→ DO THIS
Go through the entries below and retype them exactly, omitting each picture.

→ Coordinate annotation records
■ ■ ■ ■ ■ ■ ■

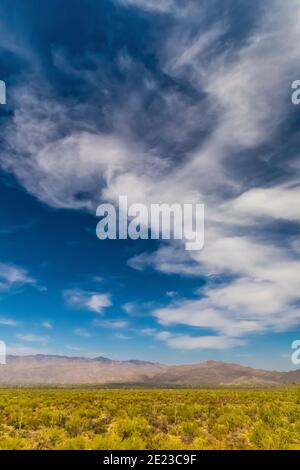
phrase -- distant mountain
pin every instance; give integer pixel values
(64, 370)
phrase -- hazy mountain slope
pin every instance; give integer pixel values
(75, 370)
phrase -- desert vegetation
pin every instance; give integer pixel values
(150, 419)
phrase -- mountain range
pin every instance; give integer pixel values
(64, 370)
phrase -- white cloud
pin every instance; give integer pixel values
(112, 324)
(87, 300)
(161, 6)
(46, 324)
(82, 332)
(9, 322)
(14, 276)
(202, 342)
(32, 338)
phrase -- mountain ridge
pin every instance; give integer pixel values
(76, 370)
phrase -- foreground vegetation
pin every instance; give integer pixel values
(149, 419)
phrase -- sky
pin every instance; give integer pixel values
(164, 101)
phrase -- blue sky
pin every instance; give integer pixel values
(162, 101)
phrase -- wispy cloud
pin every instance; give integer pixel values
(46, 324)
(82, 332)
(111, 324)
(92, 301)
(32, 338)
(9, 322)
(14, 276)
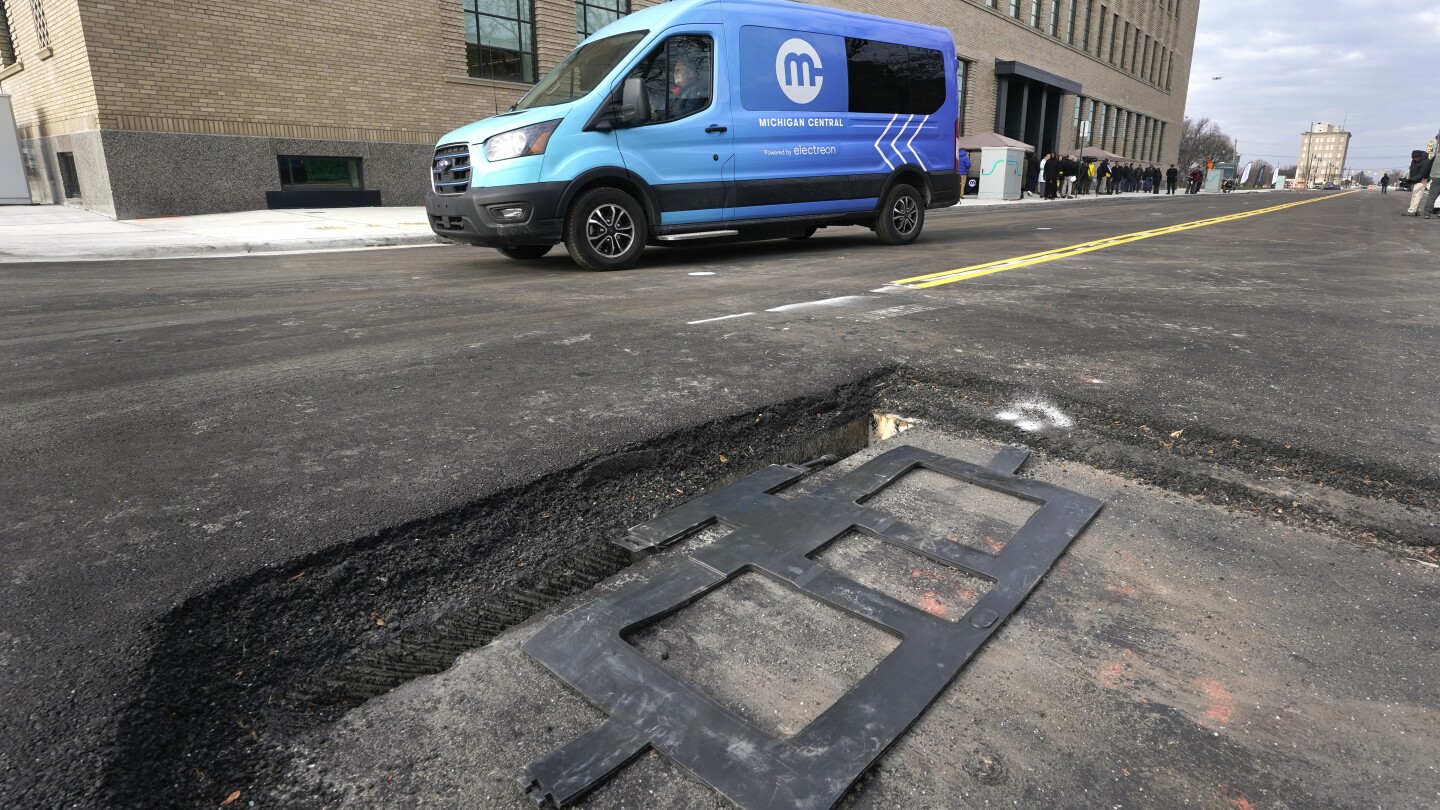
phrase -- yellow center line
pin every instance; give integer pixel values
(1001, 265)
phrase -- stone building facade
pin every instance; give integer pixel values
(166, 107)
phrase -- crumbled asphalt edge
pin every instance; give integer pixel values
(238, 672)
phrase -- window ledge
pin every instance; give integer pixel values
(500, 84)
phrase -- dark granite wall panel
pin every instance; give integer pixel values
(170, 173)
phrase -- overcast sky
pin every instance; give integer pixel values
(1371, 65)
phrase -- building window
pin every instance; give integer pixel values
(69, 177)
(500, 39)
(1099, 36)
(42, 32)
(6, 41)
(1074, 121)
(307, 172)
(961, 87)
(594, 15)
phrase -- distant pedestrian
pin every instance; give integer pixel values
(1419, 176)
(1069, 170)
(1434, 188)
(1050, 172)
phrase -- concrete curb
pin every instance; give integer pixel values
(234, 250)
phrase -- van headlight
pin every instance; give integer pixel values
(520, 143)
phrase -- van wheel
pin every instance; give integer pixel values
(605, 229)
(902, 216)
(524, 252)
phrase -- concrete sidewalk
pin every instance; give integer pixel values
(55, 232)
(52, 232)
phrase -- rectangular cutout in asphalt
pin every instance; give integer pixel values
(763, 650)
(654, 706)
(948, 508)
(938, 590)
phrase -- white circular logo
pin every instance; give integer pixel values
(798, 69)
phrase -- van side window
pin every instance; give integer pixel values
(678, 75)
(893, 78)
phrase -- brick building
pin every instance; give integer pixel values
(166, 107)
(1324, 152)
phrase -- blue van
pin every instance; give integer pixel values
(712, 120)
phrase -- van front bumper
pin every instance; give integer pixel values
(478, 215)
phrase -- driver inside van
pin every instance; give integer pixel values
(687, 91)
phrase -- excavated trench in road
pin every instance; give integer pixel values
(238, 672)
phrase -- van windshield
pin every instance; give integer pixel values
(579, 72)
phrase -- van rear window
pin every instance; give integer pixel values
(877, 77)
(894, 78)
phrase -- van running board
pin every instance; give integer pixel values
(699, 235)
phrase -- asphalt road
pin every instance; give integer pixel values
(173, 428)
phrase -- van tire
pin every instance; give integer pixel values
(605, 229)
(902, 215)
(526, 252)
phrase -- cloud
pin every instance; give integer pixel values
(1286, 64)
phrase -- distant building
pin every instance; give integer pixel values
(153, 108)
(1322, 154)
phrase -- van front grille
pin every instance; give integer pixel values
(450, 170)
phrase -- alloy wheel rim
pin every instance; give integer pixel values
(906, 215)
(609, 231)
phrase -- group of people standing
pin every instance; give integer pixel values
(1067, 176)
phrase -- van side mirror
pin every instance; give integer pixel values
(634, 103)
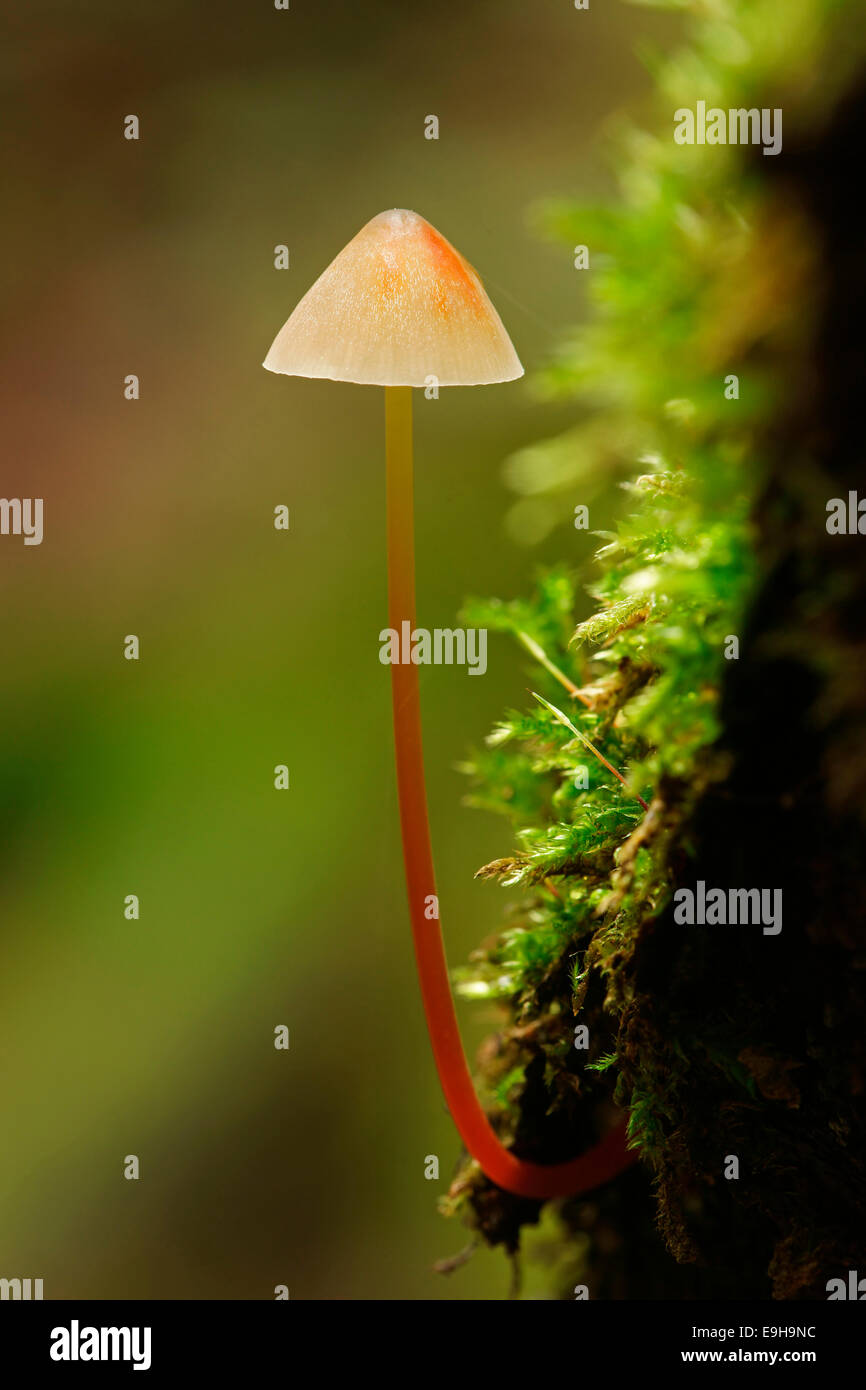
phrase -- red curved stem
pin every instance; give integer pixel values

■ ■ ■ ■ ■ ■ ■

→ RESPONSE BELOW
phrase -- distant mountain
pin every instance; give integer pixel values
(64, 370)
phrase -- hazy mountain slope
pin every instance; give integer pixel values
(75, 370)
phrase -- desert vegetation
pin every instance; give integer pixel values
(150, 419)
phrase -- mountain range
pin every instance; give integer pixel values
(64, 370)
phrase -- white cloud
pin every instance; give integer pixel values
(112, 324)
(87, 300)
(161, 6)
(46, 324)
(82, 332)
(9, 322)
(14, 276)
(202, 342)
(32, 338)
phrase -- mountain ridge
pin every instance; give integer pixel values
(76, 370)
phrase -- foreground vegetation
pin every instance; give integer pixel values
(149, 419)
phrase -- sky
pin every instance; give integer pixel values
(164, 101)
phrase -- blue sky
pin every instance; give integer pixel values
(162, 101)
phrase -- wispy cloud
pin every instance; give integer pixel values
(46, 324)
(82, 332)
(111, 324)
(92, 301)
(32, 338)
(9, 322)
(14, 276)
phrase -- yellow center line
pin every instance; give integer pixel values
(1001, 265)
phrase -- stone building facade
pin every instance; give integer pixel values
(166, 107)
phrase -- crumbled asphalt edge
pin every instance; give integer pixel values
(238, 672)
phrase -- window ledge
pin every instance; give integer pixel values
(500, 84)
phrase -- dark granite wall panel
pin every instance; give integer pixel values
(170, 173)
phrase -- overcast sky
pin every instance; give integer pixel values
(1371, 65)
phrase -- building window
pin every instance; give integer pixel values
(69, 177)
(500, 39)
(1099, 36)
(42, 32)
(6, 41)
(1074, 121)
(307, 172)
(961, 87)
(594, 15)
phrase -- distant pedestrian
pin every instance; give integer pixel values
(1419, 176)
(1069, 170)
(1434, 188)
(1050, 172)
phrase -- concrete curb
pin every instance; give integer pixel values
(234, 250)
phrase -- van headlight
pin every instance; give integer pixel values
(520, 143)
phrase -- van wheel
pin every instance; give integer pixel values
(605, 229)
(902, 216)
(524, 252)
phrase -- concrete sidewalk
pin every instance; give integer pixel values
(55, 232)
(52, 232)
phrase -- rectangular cutout in asphalt
pin every instance; give integer pixel values
(763, 650)
(654, 706)
(948, 508)
(938, 590)
phrase -- white circular logo
pin every instance; give integer pixel values
(798, 69)
phrase -- van side window
pin every instance; give integer pixel values
(678, 75)
(893, 78)
phrase -- brick building
pin every instance; give integer pixel values
(166, 107)
(1324, 152)
phrase -- blue van
pin every instance; give integer pixel values
(712, 120)
phrase -- van front bumper
pin every instance; give integer pixel values
(478, 215)
phrase -- driver inside van
pin every instance; give integer pixel values
(687, 91)
phrase -- excavated trench in road
pin every instance; give integer pixel values
(238, 672)
phrase -- van windshield
pin every instance; give integer pixel values
(579, 72)
phrase -- van rear window
pin every instance; give integer pixel values
(877, 77)
(894, 78)
phrase -- van running board
pin every instance; give integer pixel values
(699, 235)
phrase -- asphalt road
pin every instance; give integer pixel values
(173, 428)
phrase -- van tire
pin every instance; give integer pixel values
(605, 229)
(902, 215)
(526, 252)
phrase -- cloud
pin every instance; give integer pixel values
(1286, 64)
phrase -- distant building
pin every instance; give integer pixel values
(153, 108)
(1322, 154)
phrase -- van front grille
pin every instance; give integer pixel values
(450, 170)
phrase -- alloy wheel rim
pin every instance; give integer pixel values
(906, 215)
(609, 231)
phrase -- group of people standing
pin every instance; give integer pixel values
(1067, 176)
phrase -- van side mirror
pin every instance; give integer pixel values
(634, 103)
phrase -- red curved stem
pin every instance; give integer pixel values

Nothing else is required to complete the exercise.